Five years ago, it was clearly recognized that malpractice law associated with hospitalist systems was an emerging phenomenon.1 But today this is rapidly changing, says Linda Greenwald, RN, MS, the editor of Risk Management Publications at the ProMutual Insurance Group, Boston, who keeps an eye on emerging trends related to medical malpractice litigation.
“There’s a whole new category of risk coming up,” she says, “because it’s a whole new specialty that kind of exploded on the scene, and some time needs to be spent defining the role of hospitalists.”
The 2006 winter issue of the company’s newsletter, Perspectives on Clinical Risk Management, was devoted to the subject of hospitalists.2 Patient safety concerns and communication, particularly as they relate to post-discharge communication, were the two overriding issues Greenwald identified connecting malpractice risk and hospitalists. (An upcoming issue of The Hospitalist will address the topic of post-discharge communication.) From her research, Greenwald gathered that hospitalists were considered “like the residents of yore,” expected to “cover the entire house,” to be everything and do everything for everyone.
The newsletter issue advises hospitalists to explain to patients and families who you are and what your role is, and to ask them pointedly whether they have concerns about that. Many patients feel abandoned by their primary care physicians; they don’t understand the new system, and they need to be reassured about the continuity of care. In a larger sense, ProMutual also suggests that institutions provide some type of public forum in their community for the public and providers both, to openly discuss ways to make the hospitalist system work for them all.
—Meg Gaines, JD, LLM
That Dollar Sign
Accumulating evidence shows that some of the contributory causes of rising healthcare-related litigiousness include patients’ higher expectations, poor provider-patient communication, and society’s adversarial legal stance.3
What is really to blame for the rising malpractice costs? “The medical system in our country is grounded in money,” says Meg Gaines, JD, LLM, clinical professor of law at the University of Wisconsin Law School, Madison. “It’s grounded in profit or, at the least, fiscal survival, depending on the institution. … In the bottom line equation, one of the variables is a dollar sign.”
Therefore, she says, anyone working in the hospital needs to recognize that, to a great extent, their working life revolves around that equation.

DATA EXTRACT
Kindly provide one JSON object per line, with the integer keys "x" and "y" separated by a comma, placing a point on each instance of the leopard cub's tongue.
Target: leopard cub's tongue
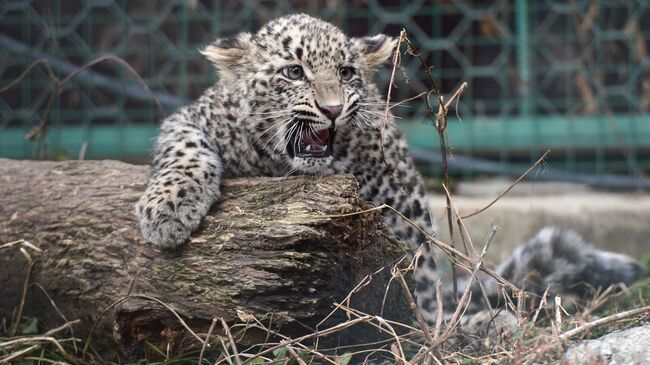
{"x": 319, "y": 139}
* * *
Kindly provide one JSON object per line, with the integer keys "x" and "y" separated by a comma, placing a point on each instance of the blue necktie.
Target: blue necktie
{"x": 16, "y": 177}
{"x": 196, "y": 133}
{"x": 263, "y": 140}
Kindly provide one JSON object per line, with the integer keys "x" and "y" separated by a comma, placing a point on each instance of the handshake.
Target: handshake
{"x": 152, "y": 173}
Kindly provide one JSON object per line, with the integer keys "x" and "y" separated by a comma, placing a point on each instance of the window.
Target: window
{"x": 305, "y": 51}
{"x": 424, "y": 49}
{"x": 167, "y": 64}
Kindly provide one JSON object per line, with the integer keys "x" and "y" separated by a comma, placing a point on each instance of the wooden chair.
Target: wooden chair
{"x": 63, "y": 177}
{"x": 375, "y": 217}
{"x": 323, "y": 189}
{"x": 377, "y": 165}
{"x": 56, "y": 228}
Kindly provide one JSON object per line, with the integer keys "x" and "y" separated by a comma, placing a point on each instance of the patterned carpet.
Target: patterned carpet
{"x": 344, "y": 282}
* * *
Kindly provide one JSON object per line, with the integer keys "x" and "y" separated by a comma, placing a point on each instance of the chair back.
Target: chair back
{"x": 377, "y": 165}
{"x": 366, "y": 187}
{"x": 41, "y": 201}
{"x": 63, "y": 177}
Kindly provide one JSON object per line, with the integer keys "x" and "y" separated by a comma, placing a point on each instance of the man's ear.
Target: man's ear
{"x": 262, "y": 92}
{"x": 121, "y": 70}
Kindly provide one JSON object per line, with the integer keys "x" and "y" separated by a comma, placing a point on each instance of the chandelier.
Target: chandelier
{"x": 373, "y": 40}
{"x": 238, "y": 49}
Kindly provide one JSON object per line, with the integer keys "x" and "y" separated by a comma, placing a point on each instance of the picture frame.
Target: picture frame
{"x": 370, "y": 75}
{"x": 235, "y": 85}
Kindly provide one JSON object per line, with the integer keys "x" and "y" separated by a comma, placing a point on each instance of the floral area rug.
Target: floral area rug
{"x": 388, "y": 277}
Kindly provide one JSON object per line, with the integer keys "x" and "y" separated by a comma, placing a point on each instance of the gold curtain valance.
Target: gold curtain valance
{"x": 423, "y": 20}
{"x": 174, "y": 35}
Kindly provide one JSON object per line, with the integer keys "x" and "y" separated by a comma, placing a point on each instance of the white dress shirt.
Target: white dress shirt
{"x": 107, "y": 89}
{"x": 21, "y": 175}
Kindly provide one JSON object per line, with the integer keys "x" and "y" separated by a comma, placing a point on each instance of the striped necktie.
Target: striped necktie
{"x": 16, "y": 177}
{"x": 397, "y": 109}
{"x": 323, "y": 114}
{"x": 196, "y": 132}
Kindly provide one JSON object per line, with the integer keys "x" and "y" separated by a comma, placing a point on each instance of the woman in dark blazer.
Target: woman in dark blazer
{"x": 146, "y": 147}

ASSIGNMENT
Answer these questions from the article on hospitalists and malpractice risk:
(a) Which issue of which ProMutual newsletter was devoted to hospitalists?
(b) What two overriding issues did Greenwald identify as connecting malpractice risk and hospitalists?
(c) At which institution is Meg Gaines a clinical professor of law?

EXERCISE RESULT
(a) The 2006 winter issue of Perspectives on Clinical Risk Management.
(b) Patient safety concerns and communication.
(c) The University of Wisconsin Law School, Madison.